• WHAT IS NEEDED: Transcribe all of the material exactly. Any picture in it should be left out.

• RAW RECORDS:
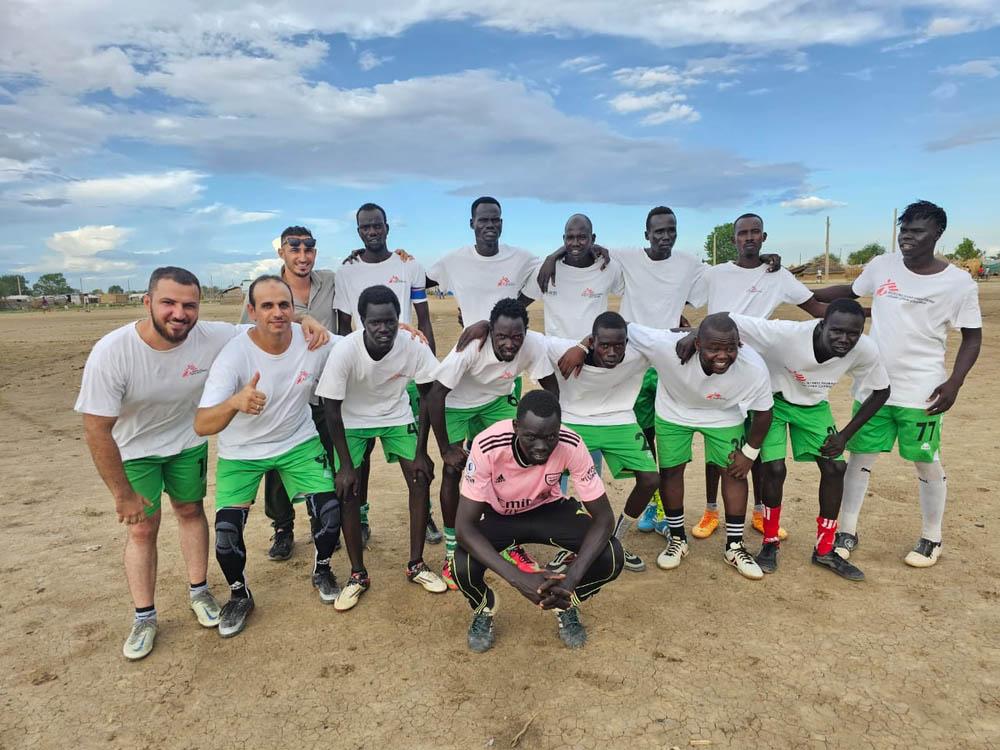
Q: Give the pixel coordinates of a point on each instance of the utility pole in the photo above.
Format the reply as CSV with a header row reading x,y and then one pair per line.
x,y
826,271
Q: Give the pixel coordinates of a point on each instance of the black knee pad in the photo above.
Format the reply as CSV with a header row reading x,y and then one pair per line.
x,y
229,523
325,509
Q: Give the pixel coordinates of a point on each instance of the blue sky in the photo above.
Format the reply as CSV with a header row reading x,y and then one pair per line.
x,y
193,133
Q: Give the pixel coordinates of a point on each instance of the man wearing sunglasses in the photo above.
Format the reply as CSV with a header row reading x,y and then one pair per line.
x,y
312,293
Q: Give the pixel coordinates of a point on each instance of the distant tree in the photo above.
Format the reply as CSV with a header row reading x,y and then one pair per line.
x,y
966,250
9,285
725,244
52,283
865,254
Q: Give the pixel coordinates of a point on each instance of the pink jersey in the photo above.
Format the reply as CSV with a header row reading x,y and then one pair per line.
x,y
495,475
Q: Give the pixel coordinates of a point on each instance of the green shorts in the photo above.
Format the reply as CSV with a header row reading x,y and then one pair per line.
x,y
465,424
808,427
183,475
673,443
918,432
304,470
414,395
645,402
399,441
623,446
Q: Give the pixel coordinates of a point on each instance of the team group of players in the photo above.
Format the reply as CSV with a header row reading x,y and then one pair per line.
x,y
301,408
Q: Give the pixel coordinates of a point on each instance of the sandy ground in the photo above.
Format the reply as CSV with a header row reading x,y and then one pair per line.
x,y
694,657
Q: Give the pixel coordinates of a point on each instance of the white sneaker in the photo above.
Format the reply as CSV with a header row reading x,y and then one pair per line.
x,y
737,556
924,555
206,609
140,641
670,558
427,578
349,595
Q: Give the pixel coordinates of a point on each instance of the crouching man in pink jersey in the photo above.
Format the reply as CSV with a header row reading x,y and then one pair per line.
x,y
510,495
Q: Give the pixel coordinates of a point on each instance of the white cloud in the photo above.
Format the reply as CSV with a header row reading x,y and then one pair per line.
x,y
83,250
810,205
231,216
987,68
945,91
165,189
368,60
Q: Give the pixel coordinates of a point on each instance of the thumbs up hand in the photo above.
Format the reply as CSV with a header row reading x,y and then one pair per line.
x,y
249,400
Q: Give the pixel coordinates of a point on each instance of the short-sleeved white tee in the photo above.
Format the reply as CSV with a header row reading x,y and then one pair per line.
x,y
685,395
287,379
479,282
476,377
153,393
787,348
599,395
911,316
751,291
576,297
654,292
374,391
406,279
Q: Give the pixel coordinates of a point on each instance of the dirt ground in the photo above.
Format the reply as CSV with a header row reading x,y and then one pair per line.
x,y
694,657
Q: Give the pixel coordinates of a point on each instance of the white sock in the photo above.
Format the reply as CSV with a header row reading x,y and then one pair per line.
x,y
933,493
859,467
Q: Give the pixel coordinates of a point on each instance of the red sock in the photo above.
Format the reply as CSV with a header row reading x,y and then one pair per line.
x,y
826,529
772,522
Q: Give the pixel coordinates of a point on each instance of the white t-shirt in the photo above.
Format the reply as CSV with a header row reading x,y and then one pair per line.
x,y
153,393
654,292
576,297
687,396
479,282
286,379
750,291
374,392
406,279
787,348
600,395
911,316
476,377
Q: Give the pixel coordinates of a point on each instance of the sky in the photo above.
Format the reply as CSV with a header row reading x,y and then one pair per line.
x,y
187,133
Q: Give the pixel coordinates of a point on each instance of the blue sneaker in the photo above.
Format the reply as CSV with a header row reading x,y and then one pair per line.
x,y
647,521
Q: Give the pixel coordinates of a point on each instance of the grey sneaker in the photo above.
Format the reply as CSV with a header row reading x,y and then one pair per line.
x,y
140,641
481,635
206,609
571,630
234,616
326,582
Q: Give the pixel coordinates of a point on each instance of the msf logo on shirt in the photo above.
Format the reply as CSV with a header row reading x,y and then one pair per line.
x,y
885,288
192,370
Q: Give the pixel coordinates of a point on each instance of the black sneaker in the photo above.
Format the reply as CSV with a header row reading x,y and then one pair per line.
x,y
571,630
844,544
326,582
838,565
432,535
284,540
767,558
233,617
481,635
633,562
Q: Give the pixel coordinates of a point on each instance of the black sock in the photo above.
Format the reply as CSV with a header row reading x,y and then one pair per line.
x,y
675,520
230,550
734,529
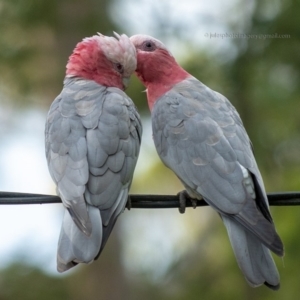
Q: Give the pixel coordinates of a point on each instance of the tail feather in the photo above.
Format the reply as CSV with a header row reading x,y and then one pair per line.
x,y
253,258
76,247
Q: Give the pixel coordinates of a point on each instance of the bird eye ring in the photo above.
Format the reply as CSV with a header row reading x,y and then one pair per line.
x,y
148,46
119,67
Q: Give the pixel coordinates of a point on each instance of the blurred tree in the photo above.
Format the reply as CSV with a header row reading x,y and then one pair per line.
x,y
261,80
37,37
20,281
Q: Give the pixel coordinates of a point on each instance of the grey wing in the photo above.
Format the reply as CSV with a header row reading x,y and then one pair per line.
x,y
113,148
66,147
199,135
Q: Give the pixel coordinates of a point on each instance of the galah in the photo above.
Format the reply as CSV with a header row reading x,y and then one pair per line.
x,y
200,136
93,135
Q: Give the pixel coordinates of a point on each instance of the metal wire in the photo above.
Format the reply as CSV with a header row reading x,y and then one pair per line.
x,y
141,201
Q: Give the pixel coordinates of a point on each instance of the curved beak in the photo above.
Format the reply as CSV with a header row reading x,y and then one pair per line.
x,y
126,81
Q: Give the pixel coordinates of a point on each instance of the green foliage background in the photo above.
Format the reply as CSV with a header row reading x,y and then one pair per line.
x,y
262,81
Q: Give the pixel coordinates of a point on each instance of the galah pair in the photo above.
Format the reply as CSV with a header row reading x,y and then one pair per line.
x,y
93,135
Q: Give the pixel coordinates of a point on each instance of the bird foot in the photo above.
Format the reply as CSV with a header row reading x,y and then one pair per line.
x,y
182,201
183,196
128,204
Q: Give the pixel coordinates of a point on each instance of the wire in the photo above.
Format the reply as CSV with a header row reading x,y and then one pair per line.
x,y
141,201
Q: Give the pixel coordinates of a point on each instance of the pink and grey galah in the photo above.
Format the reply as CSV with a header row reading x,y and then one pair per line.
x,y
200,136
93,135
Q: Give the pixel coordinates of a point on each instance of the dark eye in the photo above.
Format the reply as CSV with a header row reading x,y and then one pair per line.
x,y
148,46
119,67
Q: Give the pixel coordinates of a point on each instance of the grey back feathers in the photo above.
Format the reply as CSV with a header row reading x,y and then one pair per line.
x,y
200,136
93,135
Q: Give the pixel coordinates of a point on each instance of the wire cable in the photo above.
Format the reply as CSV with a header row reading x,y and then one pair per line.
x,y
141,201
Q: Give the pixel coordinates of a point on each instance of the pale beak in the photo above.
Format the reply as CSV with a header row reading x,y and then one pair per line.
x,y
126,81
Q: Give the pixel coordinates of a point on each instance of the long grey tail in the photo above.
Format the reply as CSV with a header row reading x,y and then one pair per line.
x,y
74,246
253,258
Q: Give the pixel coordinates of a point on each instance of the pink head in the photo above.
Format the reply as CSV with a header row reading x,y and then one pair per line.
x,y
156,67
106,60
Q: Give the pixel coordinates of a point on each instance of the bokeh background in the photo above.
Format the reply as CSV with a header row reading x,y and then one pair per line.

• TASK ANSWER:
Q: Give the pixel coordinates of a point on each instance of the utility pole in the photo above.
Format the reply as CSV with a header row reading x,y and then one pair per line.
x,y
826,271
Q: Give the pixel coordinates of a point on each instance of the black knee pad in the photo above.
Format the reply as CSV with a header row reading x,y and then one pair per line.
x,y
229,523
325,509
Q: Give the pixel coordinates of a point on each instance of the blue sky in the photo above.
Format the reply as CSV with a header row reading x,y and then one pair per line.
x,y
193,133
Q: Give the pixel coordinates of a point on each instance of the man wearing sunglasses in the photo above.
Format the reply as CSV with a header row reading x,y and then one pair per line.
x,y
312,293
Q: Give the pixel coordinates of a point on each instance of the distant tree in the photo above.
Format the reply as CSV with a header row reading x,y and then one pair per line.
x,y
966,250
9,285
725,244
52,283
865,254
Q: Give the pixel coordinates of a point on each instance of the pink jersey in the photo above.
Format the reply as CSV with a header row reading x,y and then one pair per line.
x,y
495,475
Q: Give the pixel coordinates of a point on each instance of the green shorts in the photo above.
Format the reply as CSV with a header row reading x,y and then one pair per line.
x,y
465,424
808,427
183,475
673,443
918,432
304,470
414,395
645,402
399,441
623,446
Q: Give the pixel coordinates of a point on each instance of the team group of players in the photo above.
Format the reply as CSV with a header row reading x,y and then one pair per line.
x,y
301,408
Q: Give the pixel coordinates of a point on each instance of the sandy ground in the photo above.
Format the reply as CSV with a header row reading x,y and then one pair per line.
x,y
694,657
Q: Give the pixel coordinates of a point on each instance of the white sneaker in the photo above.
Format the reply as CSV with a header row reading x,y and then one pair per line.
x,y
737,556
924,555
206,609
140,641
670,558
427,578
349,595
Q: Give the pixel coordinates of a point on each instance of the crouching man in pink jersey in the photo above.
Format the reply as CSV with a header row reading x,y and then one pair per line.
x,y
510,495
Q: Give the pixel coordinates of a point on each instance of the white cloud in the photo above.
Format the reply as CSV with a header row reading x,y and then one pair per line.
x,y
83,250
810,205
231,216
987,68
945,91
165,189
368,60
Q: Give the pixel coordinates of a point on each instance of the thumbs up hand in the photo above.
Format the reply as CSV with a header row reading x,y and then one pair per line.
x,y
249,400
Q: Give the pixel coordinates of a point on each instance of the short-sleeved white tee in the photo above.
Format the reply as CSV with a header row reading x,y and then one pair per line.
x,y
685,395
287,379
479,282
476,377
153,393
787,348
599,395
911,316
751,291
576,297
654,292
374,391
406,279
Q: Give the pixel coordinates of a point on each instance of the dirt ground in the photo above.
Format the reply as CSV with a header row reading x,y and then one pair per line.
x,y
694,657
Q: Give the pixel coordinates of a point on each instance of the white sock in the photo above.
Format the reply as CSV with a header row reading x,y and then one pair per line.
x,y
933,493
859,467
Q: Give the pixel coordinates of a point on each instance of the red sock in the photo above.
Format the reply as CSV with a header row reading x,y and then one pair per line.
x,y
826,529
772,522
Q: Give the pixel coordinates of a point on each instance of the white t-shirt in the photo above.
Format the reply as CSV with a header row reading x,y and then one pair per line.
x,y
153,393
654,292
576,297
687,396
479,282
286,379
750,291
374,392
406,279
787,348
600,395
911,316
476,377
Q: Give the pixel coordinates of a point on each instance of the sky in the photo above.
Format the reply as CSV with a header row reading x,y and then one pair per line.
x,y
187,133
Q: Give the pixel coordinates of a point on each instance of the blue sneaker in the photo above.
Format the reply as CSV with a header row reading x,y and then one pair per line.
x,y
647,521
Q: Give the pixel coordinates of a point on each instance of the grey sneaker in the photo above.
Format the reply as CSV with a header row reading x,y and then one pair per line.
x,y
140,641
481,635
206,609
571,630
234,616
326,582
Q: Give the pixel coordinates of a point on each instance of the msf logo on shirt in the photo above.
Format the reply as CSV with a header row reading x,y and then one pair per line.
x,y
885,288
192,370
Q: Give the pixel coordinates of a point on each instance of the black sneaker in the photo above.
Format the reply as CSV with a header row reading x,y and then one pair per line.
x,y
571,630
844,544
326,582
838,565
432,535
284,540
767,558
233,617
481,635
633,562
Q: Give the pixel coordinates of a point on each instance of the black sock in the photo above.
Format the reply as CSV with a header row reading x,y and then one pair per line.
x,y
675,520
230,550
734,529
Q: Give the pixel coordinates of a point on each instance of the tail feather in the photo above.
Format the reply as CSV with a header row reading x,y and then one pair per line.
x,y
253,258
76,247
Q: Give the pixel coordinates of a point on each instance of the bird eye ring in the photo above.
Format the reply as CSV with a header row reading x,y and then one pair per line.
x,y
148,46
119,67
Q: Give the pixel coordinates of a point on each instance of the blurred tree in the photo above.
Format the reply as CSV with a header row reading x,y and then one pair per line.
x,y
261,80
37,37
20,281
Q: Give the pixel coordinates of a point on each instance of the grey wing in the photo above.
Format the reply as CSV with a header row reading x,y and then one pair per line.
x,y
113,148
66,147
199,135
Q: Give the pixel coordinates of a point on each instance of the galah in the photo above.
Format the reply as CSV with a header row reading x,y and then one pair per line.
x,y
200,136
93,135
Q: Give the pixel coordinates of a point on each instance of the metal wire in the photo above.
Format the reply as CSV with a header row reading x,y and then one pair per line.
x,y
141,201
Q: Give the pixel coordinates of a point on each instance of the curved beak in the photo above.
Format the reply as CSV with a header row reading x,y and then one pair per line.
x,y
126,81
Q: Give the pixel coordinates of a point on each instance of the green foliage background in the photo above.
Format the reply as CSV with a header row reading x,y and then one pair per line.
x,y
262,81
Q: Give the pixel coordinates of a point on each instance of the galah pair in the photo above.
Format the reply as CSV with a header row reading x,y and then one pair per line.
x,y
93,135
Q: Give the pixel coordinates of a point on each instance of the bird foot in the photo above.
Format the reply as CSV with a header row reading x,y and then one pair per line.
x,y
182,201
183,196
128,204
Q: Give the pixel coordinates of a point on each instance of the wire in the photo above.
Format the reply as CSV with a header row reading x,y and then one pair per line.
x,y
141,201
Q: Give the pixel coordinates of a point on each instance of the pink and grey galah in the photo above.
Format the reply as CSV with a header row reading x,y and then one pair per line.
x,y
200,136
93,135
Q: Give the pixel coordinates of a point on each instance of the dark eye in the photo above.
Format the reply as CSV with a header row reading x,y and then one pair per line.
x,y
148,46
119,67
Q: Give the pixel coordinates of a point on each instance of the grey back feathers in the photo above.
Format the reply as CSV with a header row reading x,y and then one pair per line.
x,y
200,136
93,135
Q: Give the pixel coordinates of a point on each instance of the wire cable in the photo above.
Format the reply as CSV with a header row reading x,y and then one pair per line.
x,y
141,201
Q: Give the pixel coordinates of a point on each instance of the pale beak in the photo above.
Format the reply as CSV with a header row reading x,y and then one pair per line.
x,y
126,81
Q: Give the pixel coordinates of a point on each instance of the long grey tail in the photo above.
Format the reply as CSV with a header row reading x,y and then one pair per line.
x,y
74,246
253,258
Q: Give the pixel coordinates of a point on each instance of the pink head in the photo above.
Format the reply as CSV with a header row reading x,y and then one pair per line.
x,y
156,67
106,60
Q: Give the pixel coordinates of a point on each instance of the bokeh background in the photo above.
Format the reply as CSV with a header row reading x,y and then one pair per line.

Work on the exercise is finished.